▸ **Twoje zadania**:
**A)** Arcybiskup Lubacziwski wysłał w 1987 roku list do patriarchy Pimena, który pozostał bez odpowiedzi. Jaki możliwy powód tego milczenia podaje referat? Odpowiedz w jednym do trzech zdań.
**B)** Skopiuj dokładnie fragment referatu od słów „Po trzecie, strony” aż do słów „Greckokatolickiego w Rosji.” włącznie.

Ukraina - Polska - Rosja: czy możliwe są pokój i pojednanie?

Publikujemy pełny tekst referatu wygłoszonego przez Arcybiskupa Większego Kijowsko-Halickiego Światosława Szewczuka na X Zjeździe Gnieźnieńskim.

3) Inicjatywy ze strony Kościoła greckokatolickiego

Jak zatem w takich warunkach Kościół powinien odpowiedzieć na potrzebę pojednania i budowania pokojowego współistnienia? Na dzień dzisiejszy nie mamy zadowalającej odpowiedzi. Chcę jednak podkreślić, Ze w Ukrainie chrześcijanie różnych wyznań, w tym również patriarchatu moskiewskiego, liczą na to, iż to właśnie Kościoły będą liderami sprawiedliwego pokoju i autentycznego porozumienia. przykładem tego może być ekumeniczna koncepcja Ukraińskiego Kościoła Greckokatolickiego, która głosi, że do pojednania potrzebne jest pokonanie wzajemnych uprzedzeń, urazów emocjonalnych, niechęci i nieżyczliwości, poprzez wychodzenie sobie naprzeciw i jednoczesne dawanie sygnałów, że jesteśmy gotowi dokonać wzajemnej wymiany przebaczenia: ofiarować je i przyjąć - niezależnie od wielkości winy z obu stron. Wydany przez ukraińskich grekokatolików dokument można uznać za swego rodzaju program ruchu ekumenicznego we współczesnej Ukrainie.

W relacjach z Rosyjską Cerkwią Prawosławną, według koncepcji ekumenicznej naszego Kościoła, nieodzowną rzeczą jest uleczenie ran z przeszłości. Może to nastąpić w momencie, gdy po pierwsze, zostaną jednoznacznie uznane krzywdy historyczne i błędy, co pozwoli zdjąć psychologiczny ciężar przeszłości i „pozostawić historię Bogu".

Po drugie, pojawi się gotowość do szczerej skruchy, oraz pragnienie wzajemnego przebaczenia, które uwolni duchowe skarby obu Kościołów z niewoli nieustannego rozpamiętywania bolesnych historycznych doświadczeń.

Po trzecie, strony będą unikać wrogich działań i wypowiedzi, które mogłyby spowodować lub pogłębić wzajemne uprzedzenia i nieufność.

Po czwarte, podjęte zostaną poszukiwania płaszczyzn zaufania i współpracy na poziomie stosunków między Kościołami oraz duszpasterskiej opieki nad wiernymi patriarchatu moskiewskiego w Ukrainie i Ukraińskiego Kościoła Greckokatolickiego w Rosji.

Ze strony Kościoła Greckokatolickiego podejmowane były kroki mające na celu nawiązanie współpracy z Rosyjską Cerkwią Prawosławną. W roku 1987 arcybiskup Myrosław Lubacziwski, ryzykując niezrozumieniem ze strony swoich wiernych i duchowieństwa, pozostających w tym czasie w konspiracji ze względu na prześladowania ze strony władz Związku Radzieckiego, wystosował list do patriarchy Pimena ze słowami wzajemnego przebaczenia i miłości do narodu rosyjskiego i patriarchatu moskiewskiego. Niestety, wyciągnięta ręka zawisła w powietrzu bez odpowiedzi. Przyczyną zaistniałej sytuacji jak arcybiskup sam wspominał po latach - mógł być fakt, że przebaczając komuś, kto tego aktu nie oczekuje, można go obrazić, ponieważ czyni mu się zarzuty, wobec których on sam nie poczuwa się do winy ani odpowiedzialności.

▸ **Fragment zbioru danych**:
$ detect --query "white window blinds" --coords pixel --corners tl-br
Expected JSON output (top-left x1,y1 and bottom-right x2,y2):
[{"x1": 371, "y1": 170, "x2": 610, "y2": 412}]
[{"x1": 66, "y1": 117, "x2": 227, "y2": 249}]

▸ **Podane odpowiedzi**:
**A)** Jak arcybiskup wspominał po latach, przebaczenie komuś, kto go nie oczekuje, może tę osobę obrazić. Przebaczając, stawia się jej zarzuty, za które ona sama nie czuje się winna ani odpowiedzialna.

**B)**
Po trzecie, strony będą unikać wrogich działań i wypowiedzi, które mogłyby spowodować lub pogłębić wzajemne uprzedzenia i nieufność.

Po czwarte, podjęte zostaną poszukiwania płaszczyzn zaufania i współpracy na poziomie stosunków między Kościołami oraz duszpasterskiej opieki nad wiernymi patriarchatu moskiewskiego w Ukrainie i Ukraińskiego Kościoła Greckokatolickiego w Rosji.